* [Work to be completed] Put the lines below into a JSON list of strings, one string per line, leaving out any blank lines.

* [Given records]
━━━━━━━━
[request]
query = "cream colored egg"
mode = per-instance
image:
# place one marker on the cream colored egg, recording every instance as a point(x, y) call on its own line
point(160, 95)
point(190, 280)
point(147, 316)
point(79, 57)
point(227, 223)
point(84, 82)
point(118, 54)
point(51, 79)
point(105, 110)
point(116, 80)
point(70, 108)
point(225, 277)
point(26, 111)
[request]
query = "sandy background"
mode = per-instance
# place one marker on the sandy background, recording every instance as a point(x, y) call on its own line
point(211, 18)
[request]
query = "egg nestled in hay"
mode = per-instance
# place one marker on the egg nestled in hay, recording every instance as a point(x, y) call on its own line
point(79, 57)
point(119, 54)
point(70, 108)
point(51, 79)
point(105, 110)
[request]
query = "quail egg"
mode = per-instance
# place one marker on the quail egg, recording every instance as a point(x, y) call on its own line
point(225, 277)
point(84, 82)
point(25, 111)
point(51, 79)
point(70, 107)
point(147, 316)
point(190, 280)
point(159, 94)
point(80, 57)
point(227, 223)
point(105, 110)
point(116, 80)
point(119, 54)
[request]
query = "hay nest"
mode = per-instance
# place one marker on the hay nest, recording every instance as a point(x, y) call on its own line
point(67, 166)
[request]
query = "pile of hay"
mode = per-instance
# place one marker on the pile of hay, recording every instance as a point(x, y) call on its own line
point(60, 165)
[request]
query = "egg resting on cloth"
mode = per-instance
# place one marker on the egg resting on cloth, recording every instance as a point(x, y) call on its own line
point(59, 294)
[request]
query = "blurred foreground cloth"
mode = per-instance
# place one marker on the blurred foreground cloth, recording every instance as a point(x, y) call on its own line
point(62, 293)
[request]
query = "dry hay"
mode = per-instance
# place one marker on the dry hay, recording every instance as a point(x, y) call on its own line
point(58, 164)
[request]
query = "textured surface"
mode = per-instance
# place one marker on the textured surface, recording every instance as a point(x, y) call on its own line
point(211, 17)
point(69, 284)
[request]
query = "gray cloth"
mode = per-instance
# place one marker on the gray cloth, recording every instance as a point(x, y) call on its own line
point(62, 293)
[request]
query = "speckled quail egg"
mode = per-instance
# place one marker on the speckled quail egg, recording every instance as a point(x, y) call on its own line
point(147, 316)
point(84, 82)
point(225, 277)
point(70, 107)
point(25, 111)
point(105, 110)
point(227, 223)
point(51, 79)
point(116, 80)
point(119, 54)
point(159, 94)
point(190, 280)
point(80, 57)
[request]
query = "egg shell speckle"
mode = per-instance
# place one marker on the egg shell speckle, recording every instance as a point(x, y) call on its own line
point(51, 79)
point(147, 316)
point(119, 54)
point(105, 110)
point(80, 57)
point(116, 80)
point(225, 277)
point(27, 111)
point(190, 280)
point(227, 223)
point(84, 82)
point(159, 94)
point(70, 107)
━━━━━━━━
* [Response to this task]
[
  "[request]",
  "query = \"cream colored egg\"",
  "mode = per-instance",
  "image:",
  "# place one marker on the cream colored egg, recording every instance as a point(x, y) call on its own line",
  "point(160, 95)",
  "point(190, 280)",
  "point(147, 316)",
  "point(79, 57)",
  "point(227, 223)",
  "point(84, 82)",
  "point(118, 54)",
  "point(51, 79)",
  "point(105, 110)",
  "point(116, 80)",
  "point(70, 108)",
  "point(225, 277)",
  "point(26, 111)",
  "[request]",
  "query = \"sandy background\"",
  "mode = per-instance",
  "# place one marker on the sandy background, recording every instance as a point(x, y) call on its own line",
  "point(211, 18)",
  "[request]",
  "query = \"egg nestled in hay\"",
  "mode = per-instance",
  "# place one marker on the egg nestled in hay, recording every instance as a point(x, y) call on its own line",
  "point(79, 57)",
  "point(119, 54)",
  "point(70, 108)",
  "point(51, 79)",
  "point(105, 110)",
  "[request]",
  "query = \"quail egg\"",
  "mode = per-instance",
  "# place one marker on the quail egg, recording every instance as a point(x, y) call on its own line",
  "point(225, 277)",
  "point(84, 82)",
  "point(25, 111)",
  "point(51, 79)",
  "point(70, 107)",
  "point(147, 316)",
  "point(190, 280)",
  "point(159, 94)",
  "point(80, 57)",
  "point(227, 223)",
  "point(105, 110)",
  "point(116, 80)",
  "point(119, 54)",
  "[request]",
  "query = \"hay nest\"",
  "mode = per-instance",
  "# place one marker on the hay nest, recording every instance as a point(x, y) call on its own line",
  "point(67, 166)",
  "[request]",
  "query = \"pile of hay\"",
  "mode = per-instance",
  "# place one marker on the pile of hay, recording every instance as a point(x, y) call on its own line",
  "point(60, 165)",
  "[request]",
  "query = \"egg resting on cloth\"",
  "mode = per-instance",
  "# place one marker on the egg resting on cloth, recording every instance as a point(x, y) call on its own line",
  "point(59, 294)",
  "[request]",
  "query = \"blurred foreground cloth\"",
  "mode = per-instance",
  "# place one marker on the blurred foreground cloth, recording every instance as a point(x, y) call on its own line",
  "point(62, 293)",
  "[request]",
  "query = \"dry hay\"",
  "mode = per-instance",
  "# place one marker on the dry hay, recording every instance as a point(x, y) call on its own line",
  "point(58, 164)",
  "[request]",
  "query = \"textured surface\"",
  "mode = per-instance",
  "# place one marker on the textured surface, recording every instance as a point(x, y) call on its own line",
  "point(211, 17)",
  "point(69, 284)",
  "[request]",
  "query = \"gray cloth\"",
  "mode = per-instance",
  "# place one marker on the gray cloth, recording every instance as a point(x, y) call on its own line",
  "point(62, 293)",
  "[request]",
  "query = \"speckled quail egg\"",
  "mode = per-instance",
  "# place one marker on the speckled quail egg, recording every instance as a point(x, y) call on its own line",
  "point(147, 316)",
  "point(84, 82)",
  "point(225, 277)",
  "point(70, 107)",
  "point(25, 111)",
  "point(105, 110)",
  "point(227, 223)",
  "point(51, 79)",
  "point(116, 80)",
  "point(119, 54)",
  "point(159, 94)",
  "point(190, 280)",
  "point(80, 57)",
  "[request]",
  "query = \"egg shell speckle\"",
  "mode = per-instance",
  "# place one marker on the egg shell speckle, recording every instance as a point(x, y) call on its own line",
  "point(51, 79)",
  "point(147, 316)",
  "point(119, 54)",
  "point(105, 110)",
  "point(80, 57)",
  "point(116, 80)",
  "point(225, 277)",
  "point(27, 111)",
  "point(190, 280)",
  "point(227, 223)",
  "point(84, 82)",
  "point(159, 94)",
  "point(70, 107)"
]